- [Task description]:
Although the records contain pictures, only their text should be set down, exactly as written.

*** Record set ***

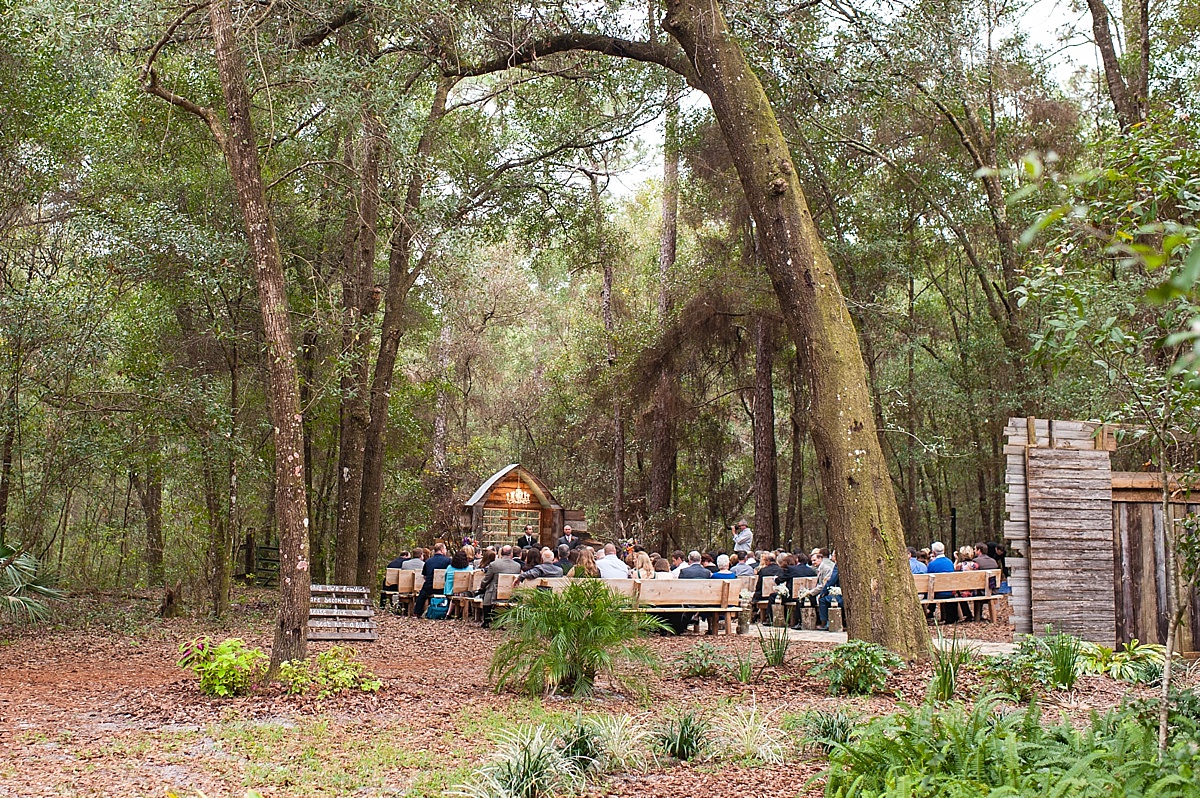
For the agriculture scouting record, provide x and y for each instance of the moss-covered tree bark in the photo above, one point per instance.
(862, 508)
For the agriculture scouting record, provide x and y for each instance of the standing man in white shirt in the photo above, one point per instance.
(743, 537)
(612, 567)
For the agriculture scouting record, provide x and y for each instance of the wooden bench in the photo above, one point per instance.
(341, 612)
(981, 582)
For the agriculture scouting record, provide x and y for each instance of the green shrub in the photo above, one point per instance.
(1133, 661)
(330, 672)
(684, 736)
(951, 751)
(774, 646)
(823, 729)
(228, 669)
(562, 642)
(702, 660)
(743, 667)
(529, 763)
(856, 667)
(1066, 658)
(1020, 675)
(948, 660)
(747, 733)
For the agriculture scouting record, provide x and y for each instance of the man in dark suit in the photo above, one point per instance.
(502, 564)
(527, 539)
(695, 570)
(569, 538)
(826, 600)
(439, 561)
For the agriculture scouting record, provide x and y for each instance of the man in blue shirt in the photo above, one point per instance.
(942, 564)
(915, 564)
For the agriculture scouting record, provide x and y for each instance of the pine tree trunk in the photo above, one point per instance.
(241, 151)
(401, 276)
(766, 463)
(857, 489)
(358, 286)
(663, 442)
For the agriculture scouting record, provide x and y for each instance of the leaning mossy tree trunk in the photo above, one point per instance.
(863, 515)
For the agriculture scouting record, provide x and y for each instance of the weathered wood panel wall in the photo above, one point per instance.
(1139, 568)
(1071, 543)
(1024, 435)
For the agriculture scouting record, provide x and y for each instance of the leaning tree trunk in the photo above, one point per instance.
(358, 288)
(766, 459)
(857, 489)
(663, 438)
(401, 276)
(241, 151)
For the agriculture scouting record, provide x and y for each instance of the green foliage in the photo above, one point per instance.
(1133, 661)
(685, 736)
(702, 660)
(1020, 675)
(227, 669)
(24, 587)
(948, 660)
(774, 646)
(563, 642)
(856, 667)
(954, 751)
(529, 763)
(825, 729)
(1065, 653)
(748, 735)
(330, 672)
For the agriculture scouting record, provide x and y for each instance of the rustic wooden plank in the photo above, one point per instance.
(343, 635)
(339, 623)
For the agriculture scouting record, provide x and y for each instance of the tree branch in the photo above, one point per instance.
(671, 58)
(210, 118)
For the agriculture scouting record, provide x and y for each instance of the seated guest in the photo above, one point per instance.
(527, 538)
(486, 558)
(436, 562)
(768, 569)
(643, 567)
(827, 599)
(612, 567)
(695, 570)
(502, 564)
(545, 569)
(459, 563)
(723, 569)
(417, 561)
(739, 567)
(916, 565)
(940, 563)
(585, 564)
(569, 538)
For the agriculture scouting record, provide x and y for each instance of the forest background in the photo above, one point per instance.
(469, 283)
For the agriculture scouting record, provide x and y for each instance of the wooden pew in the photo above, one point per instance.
(955, 581)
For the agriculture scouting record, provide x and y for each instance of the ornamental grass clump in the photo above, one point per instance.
(948, 750)
(529, 763)
(564, 642)
(856, 667)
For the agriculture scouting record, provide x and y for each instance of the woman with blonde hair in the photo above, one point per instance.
(642, 567)
(586, 564)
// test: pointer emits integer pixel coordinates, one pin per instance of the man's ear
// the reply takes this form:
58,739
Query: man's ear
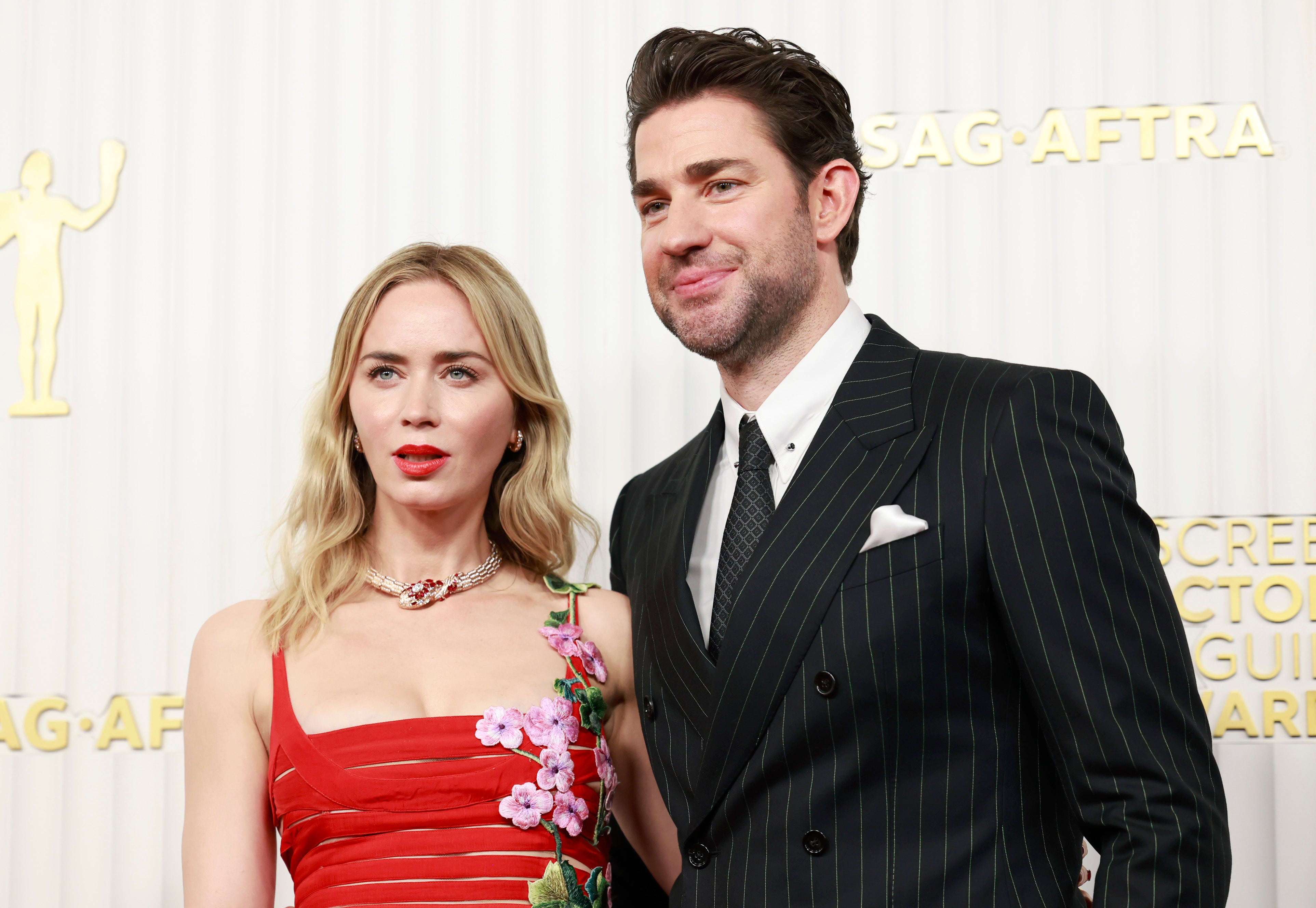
832,197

*** End of Record set ***

- [Answer to this exercise]:
For the agriculture scouting record, provide x and y for each instance of the moss-covered tree bark in the photo above, one point per instance.
(862, 508)
For the agriculture scouting record, provide x and y for each instance of the standing man in white shirt in the photo above, one point per instance.
(743, 537)
(612, 567)
For the agriculture scouting record, provide x and y for each instance of the wooden bench in the photo above, one point per instance.
(341, 612)
(981, 582)
For the agriculture scouting record, provide x and y for each instance of the green shrub in the photo above, one point per instance.
(1133, 661)
(330, 672)
(684, 736)
(951, 751)
(774, 646)
(823, 729)
(228, 669)
(562, 642)
(702, 660)
(743, 667)
(529, 763)
(856, 667)
(1066, 658)
(1020, 675)
(948, 660)
(747, 733)
For the agriculture scouting record, provide x and y for each instance of the man in dark suit in the photo above, one point per instance.
(502, 564)
(527, 539)
(695, 570)
(569, 538)
(826, 600)
(439, 561)
For the agriculture scouting record, provide x and y for each instance of the man in blue shirt in the photo above, one point per instance.
(942, 564)
(915, 564)
For the agriculture scouting record, provide x and y for each instance of the pine tree trunk in the photo above, one point per instance.
(241, 151)
(401, 276)
(766, 463)
(857, 489)
(358, 286)
(663, 442)
For the agriculture scouting record, provide x and y for each instance of the leaning mossy tree trunk in the photo above, one point per instance.
(863, 515)
For the agriculture scouting record, provide x and y for each instance of the weathered wood panel wall in the photo above, one point per instance.
(1139, 568)
(1071, 543)
(1024, 435)
For the agriculture scouting record, provide x and y for each instance of the leaning tree trunk in the photo above, one point per instance.
(358, 288)
(766, 459)
(857, 489)
(663, 438)
(401, 276)
(241, 151)
For the agriculture scouting record, provide x and y for each instance of the green foliage in the photo above, one point per instance.
(1133, 661)
(685, 736)
(702, 660)
(1020, 675)
(227, 669)
(24, 587)
(948, 660)
(774, 646)
(563, 642)
(856, 667)
(954, 751)
(529, 763)
(825, 729)
(1065, 653)
(748, 735)
(330, 672)
For the agriculture scouting record, provide x and y for each instance of the rustic wooden plank in the photo above, one point per instance.
(343, 635)
(339, 623)
For the agriculture scouting record, provide x and y for each instance of the tree branch in the photo above, one point per instance.
(671, 58)
(210, 118)
For the agriculture scouting record, provide x and y for each instance of the seated guest in the photo above, one point per instance.
(527, 538)
(486, 558)
(436, 562)
(768, 569)
(643, 567)
(827, 599)
(612, 567)
(695, 570)
(502, 564)
(545, 569)
(459, 563)
(723, 569)
(417, 561)
(739, 567)
(916, 565)
(940, 563)
(585, 564)
(569, 538)
For the agriculture scouting record, provide x and y for each instance of the forest background in the photo above, one point per instance.
(469, 283)
For the agriculture scouting record, provide x and y for each instance of the wooden pew in the photo above, one point per instance.
(955, 581)
For the agriculture scouting record, provide x and y for each instance of the ornamental grass clump in the photo above, one point per instance.
(948, 750)
(529, 763)
(564, 642)
(856, 667)
For the agriculture scouting record, provide x and y for each instance of the woman with blonde hair in the photo above, one point per instance.
(642, 567)
(586, 564)
// test: pointer emits integer pixel coordinates, one pin per instance of the man's ear
// the reply takes this form:
58,739
Query: man's ear
832,197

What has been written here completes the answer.